◆ WHAT THIS TASK INVOLVES ◆
Print each of the rows below word for word, leaving out the pictures.

BEGIN DATA RECORDS

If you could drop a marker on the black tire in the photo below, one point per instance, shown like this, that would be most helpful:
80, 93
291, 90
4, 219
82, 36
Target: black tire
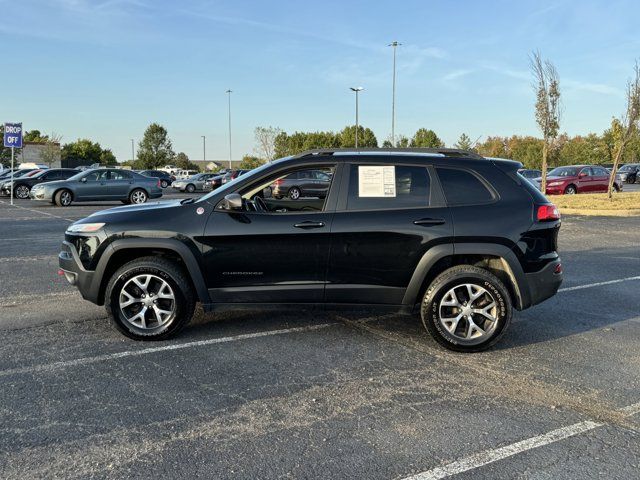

END DATA RECORDS

◆ FINAL ANSWER ◆
If you could drop a marker on the black tire in the photo below, one point per instance, shown like this, that would be most helpful:
80, 93
291, 90
4, 219
82, 36
Target: black tire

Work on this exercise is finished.